- Passage provided:
▶

Remember the ad campaign with the tagline, “I haven’t got time for the pain”? Never does that line ring truer than when you are caregiver for ill and utterly dependent children.
How can Mommy manage when one, two, or more babies are sick—especially when they may be too young to verbalize what ails them? Whether your babies’ pediatric diagnoses are made via phone, office visit, or for lesser illnesses, Dr. Google, stay calm. Realize what you can—and cannot—control.
What can help ease the strain and duress of the recuperative period?
Reassuring attitude and extra affection
Perhaps no occasion merits the softening of words quite as much as a household bout of illness. Physical energies and spirits are depleted, and everyone’s nerves are on edge.
Lightening the mood with softened terminology like “Beep-Beep” (ear thermometer), “Purple juice” (grape-flavored Pedialyte, or its generic), “Boogie sucker” (nasal syringe) and “Spitting the Ickky” (vomiting) has had a mentally coddling effect not only for our twins, but for us as parents. Verbally reinforcing that sickness is a temporary state, and we’ll all feel better soon, helps.

◀

- Exercise aim:
From the passage on caring for sick children, reproduce verbatim the part that opens with the words containing "How can Mommy" and closes with "you can—and cannot—control.". The rows have nothing to do with the passage on caring for sick children.

- Data provided:
▶

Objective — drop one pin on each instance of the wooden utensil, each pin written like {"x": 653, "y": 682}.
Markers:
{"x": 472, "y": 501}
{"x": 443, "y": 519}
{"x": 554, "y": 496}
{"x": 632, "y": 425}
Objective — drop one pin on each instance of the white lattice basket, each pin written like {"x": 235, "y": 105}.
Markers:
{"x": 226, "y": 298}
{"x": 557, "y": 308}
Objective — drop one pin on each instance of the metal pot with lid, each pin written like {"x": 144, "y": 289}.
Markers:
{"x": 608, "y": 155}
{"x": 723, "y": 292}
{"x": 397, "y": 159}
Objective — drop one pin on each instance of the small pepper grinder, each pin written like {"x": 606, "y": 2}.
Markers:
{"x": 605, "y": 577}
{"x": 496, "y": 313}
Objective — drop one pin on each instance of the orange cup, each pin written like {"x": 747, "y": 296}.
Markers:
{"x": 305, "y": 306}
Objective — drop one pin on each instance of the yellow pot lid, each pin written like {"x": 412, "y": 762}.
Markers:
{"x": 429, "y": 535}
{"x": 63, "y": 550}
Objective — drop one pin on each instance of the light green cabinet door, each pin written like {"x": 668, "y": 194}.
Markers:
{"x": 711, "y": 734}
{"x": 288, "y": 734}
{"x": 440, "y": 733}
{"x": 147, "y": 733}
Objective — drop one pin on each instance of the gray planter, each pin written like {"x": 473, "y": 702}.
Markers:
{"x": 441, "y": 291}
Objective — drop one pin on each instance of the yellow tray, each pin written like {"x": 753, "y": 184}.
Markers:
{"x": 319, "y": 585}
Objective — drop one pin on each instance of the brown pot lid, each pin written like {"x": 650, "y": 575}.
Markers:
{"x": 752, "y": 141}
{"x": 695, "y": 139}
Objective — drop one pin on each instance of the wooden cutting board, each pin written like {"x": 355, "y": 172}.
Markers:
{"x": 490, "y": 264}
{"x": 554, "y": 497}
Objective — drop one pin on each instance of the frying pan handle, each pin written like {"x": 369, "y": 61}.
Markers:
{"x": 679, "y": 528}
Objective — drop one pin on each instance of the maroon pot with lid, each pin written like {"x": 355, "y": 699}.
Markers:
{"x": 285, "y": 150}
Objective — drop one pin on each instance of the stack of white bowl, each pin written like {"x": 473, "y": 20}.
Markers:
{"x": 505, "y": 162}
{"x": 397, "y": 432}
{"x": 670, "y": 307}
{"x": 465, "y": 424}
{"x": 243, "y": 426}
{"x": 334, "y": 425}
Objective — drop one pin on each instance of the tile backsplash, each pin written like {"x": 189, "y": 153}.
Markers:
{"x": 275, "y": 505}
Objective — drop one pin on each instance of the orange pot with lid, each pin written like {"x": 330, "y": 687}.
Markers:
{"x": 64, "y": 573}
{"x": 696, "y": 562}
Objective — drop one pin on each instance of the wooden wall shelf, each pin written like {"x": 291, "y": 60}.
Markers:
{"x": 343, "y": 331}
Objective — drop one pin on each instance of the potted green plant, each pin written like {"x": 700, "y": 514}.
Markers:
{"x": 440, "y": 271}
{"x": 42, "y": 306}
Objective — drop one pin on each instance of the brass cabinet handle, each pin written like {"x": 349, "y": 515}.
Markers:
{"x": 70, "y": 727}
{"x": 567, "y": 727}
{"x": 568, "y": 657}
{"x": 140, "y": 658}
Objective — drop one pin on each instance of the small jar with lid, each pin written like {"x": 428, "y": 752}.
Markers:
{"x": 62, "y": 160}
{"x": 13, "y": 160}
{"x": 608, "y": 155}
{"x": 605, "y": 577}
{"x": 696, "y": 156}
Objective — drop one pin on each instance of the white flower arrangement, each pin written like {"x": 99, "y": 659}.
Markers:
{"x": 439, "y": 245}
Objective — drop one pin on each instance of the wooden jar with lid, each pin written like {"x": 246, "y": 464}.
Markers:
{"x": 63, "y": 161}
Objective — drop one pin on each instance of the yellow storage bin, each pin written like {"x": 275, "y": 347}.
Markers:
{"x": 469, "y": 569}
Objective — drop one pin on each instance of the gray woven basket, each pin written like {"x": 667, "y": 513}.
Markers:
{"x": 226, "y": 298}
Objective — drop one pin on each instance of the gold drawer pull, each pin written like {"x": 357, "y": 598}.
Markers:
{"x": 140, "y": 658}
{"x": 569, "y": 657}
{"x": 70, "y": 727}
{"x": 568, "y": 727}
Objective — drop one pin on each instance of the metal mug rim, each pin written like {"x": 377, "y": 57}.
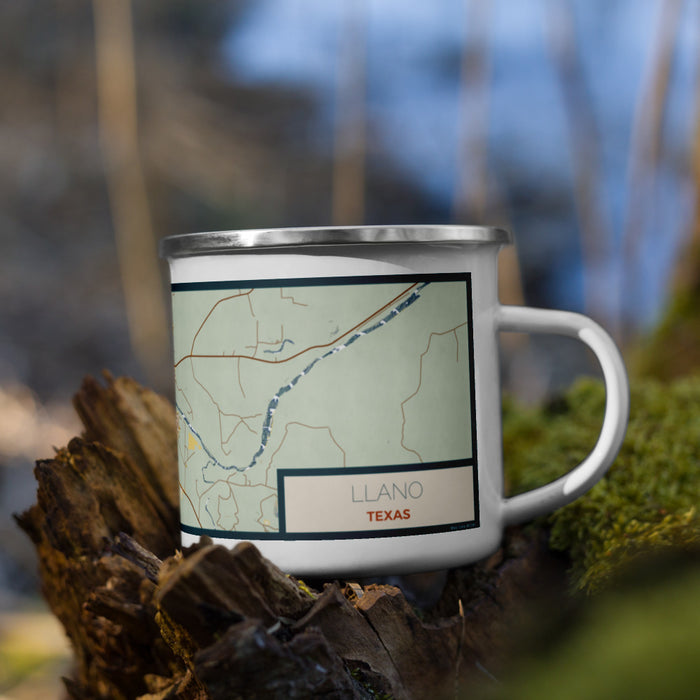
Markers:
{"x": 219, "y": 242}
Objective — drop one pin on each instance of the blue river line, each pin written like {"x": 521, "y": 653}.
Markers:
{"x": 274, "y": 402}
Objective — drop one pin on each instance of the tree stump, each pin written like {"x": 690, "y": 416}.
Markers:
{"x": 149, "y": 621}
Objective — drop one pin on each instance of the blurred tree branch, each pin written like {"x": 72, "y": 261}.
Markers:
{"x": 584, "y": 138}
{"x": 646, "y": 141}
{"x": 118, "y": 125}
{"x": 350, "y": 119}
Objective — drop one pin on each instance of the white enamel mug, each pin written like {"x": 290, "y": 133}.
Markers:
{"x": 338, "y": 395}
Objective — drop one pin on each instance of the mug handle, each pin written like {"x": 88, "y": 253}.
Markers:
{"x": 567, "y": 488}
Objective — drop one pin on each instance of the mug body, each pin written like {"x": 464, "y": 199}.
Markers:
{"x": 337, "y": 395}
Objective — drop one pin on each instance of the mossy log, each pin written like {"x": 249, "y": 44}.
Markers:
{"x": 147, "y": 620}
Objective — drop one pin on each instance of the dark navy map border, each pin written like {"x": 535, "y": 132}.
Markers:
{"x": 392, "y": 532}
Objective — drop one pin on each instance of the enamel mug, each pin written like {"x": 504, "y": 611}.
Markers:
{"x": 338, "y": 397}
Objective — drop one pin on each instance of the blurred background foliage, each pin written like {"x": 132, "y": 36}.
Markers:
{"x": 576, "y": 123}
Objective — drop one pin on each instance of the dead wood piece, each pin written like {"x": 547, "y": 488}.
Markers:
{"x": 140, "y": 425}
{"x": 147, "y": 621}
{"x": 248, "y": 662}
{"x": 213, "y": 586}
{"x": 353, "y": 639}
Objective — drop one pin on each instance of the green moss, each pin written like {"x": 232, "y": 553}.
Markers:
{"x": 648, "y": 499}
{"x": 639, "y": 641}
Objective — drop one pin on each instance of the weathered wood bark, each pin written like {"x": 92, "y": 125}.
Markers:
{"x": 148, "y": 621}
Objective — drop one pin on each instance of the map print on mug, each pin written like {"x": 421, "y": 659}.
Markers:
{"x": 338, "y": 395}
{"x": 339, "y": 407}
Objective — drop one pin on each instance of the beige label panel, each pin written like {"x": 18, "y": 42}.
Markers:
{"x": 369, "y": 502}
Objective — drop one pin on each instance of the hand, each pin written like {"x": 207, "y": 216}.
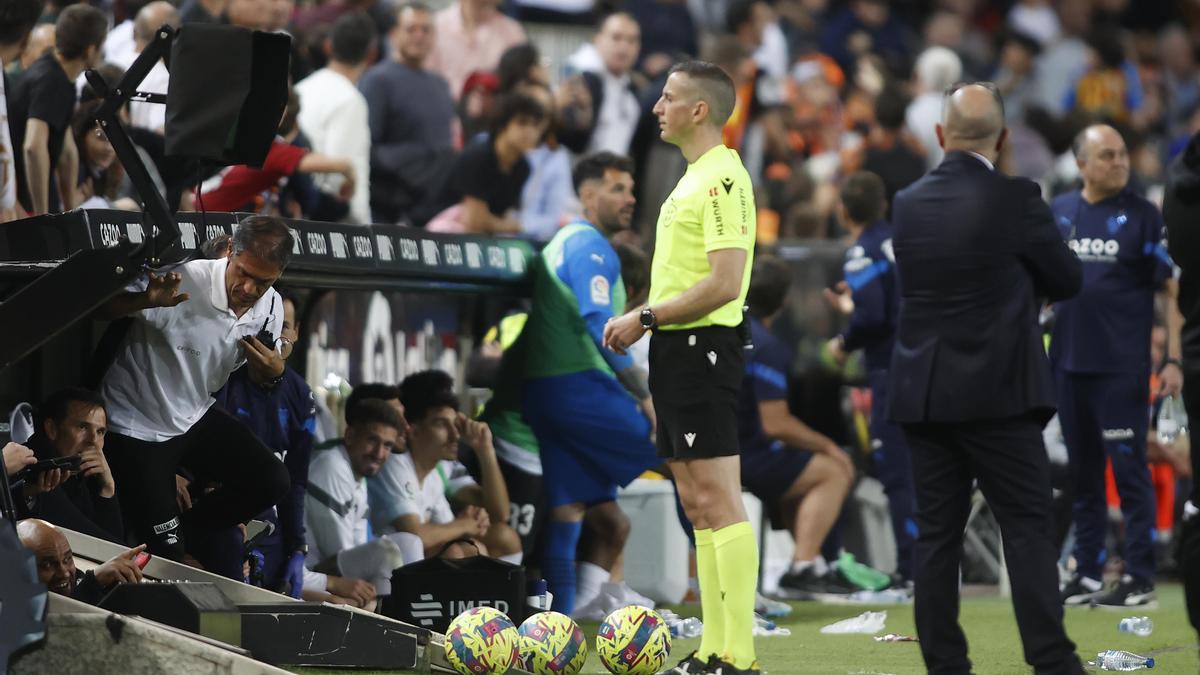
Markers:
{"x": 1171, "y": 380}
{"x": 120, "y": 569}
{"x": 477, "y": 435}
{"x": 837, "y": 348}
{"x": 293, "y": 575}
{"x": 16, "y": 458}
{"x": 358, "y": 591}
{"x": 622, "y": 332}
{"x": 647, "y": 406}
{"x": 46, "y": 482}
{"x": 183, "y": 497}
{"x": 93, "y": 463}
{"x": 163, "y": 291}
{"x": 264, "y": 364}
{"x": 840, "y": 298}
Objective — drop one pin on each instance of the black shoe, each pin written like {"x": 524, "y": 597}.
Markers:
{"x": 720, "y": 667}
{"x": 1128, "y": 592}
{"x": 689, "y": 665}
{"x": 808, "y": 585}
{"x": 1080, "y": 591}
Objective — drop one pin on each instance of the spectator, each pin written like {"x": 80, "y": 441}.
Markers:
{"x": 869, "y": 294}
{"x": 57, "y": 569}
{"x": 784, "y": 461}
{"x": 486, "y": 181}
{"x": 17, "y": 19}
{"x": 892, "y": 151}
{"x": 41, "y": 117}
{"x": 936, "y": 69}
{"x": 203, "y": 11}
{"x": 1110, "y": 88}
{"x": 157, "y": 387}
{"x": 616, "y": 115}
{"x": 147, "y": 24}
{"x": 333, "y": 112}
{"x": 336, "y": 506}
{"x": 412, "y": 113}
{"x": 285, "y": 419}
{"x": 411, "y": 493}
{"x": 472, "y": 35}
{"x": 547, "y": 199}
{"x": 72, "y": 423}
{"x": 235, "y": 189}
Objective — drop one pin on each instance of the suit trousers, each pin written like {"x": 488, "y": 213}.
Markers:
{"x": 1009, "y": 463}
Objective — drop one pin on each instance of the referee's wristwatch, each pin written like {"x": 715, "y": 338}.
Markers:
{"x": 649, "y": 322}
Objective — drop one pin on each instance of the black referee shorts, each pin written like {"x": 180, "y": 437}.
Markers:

◀

- Exercise result:
How can Mommy manage when one, two, or more babies are sick—especially when they may be too young to verbalize what ails them? Whether your babies’ pediatric diagnoses are made via phone, office visit, or for lesser illnesses, Dr. Google, stay calm. Realize what you can—and cannot—control.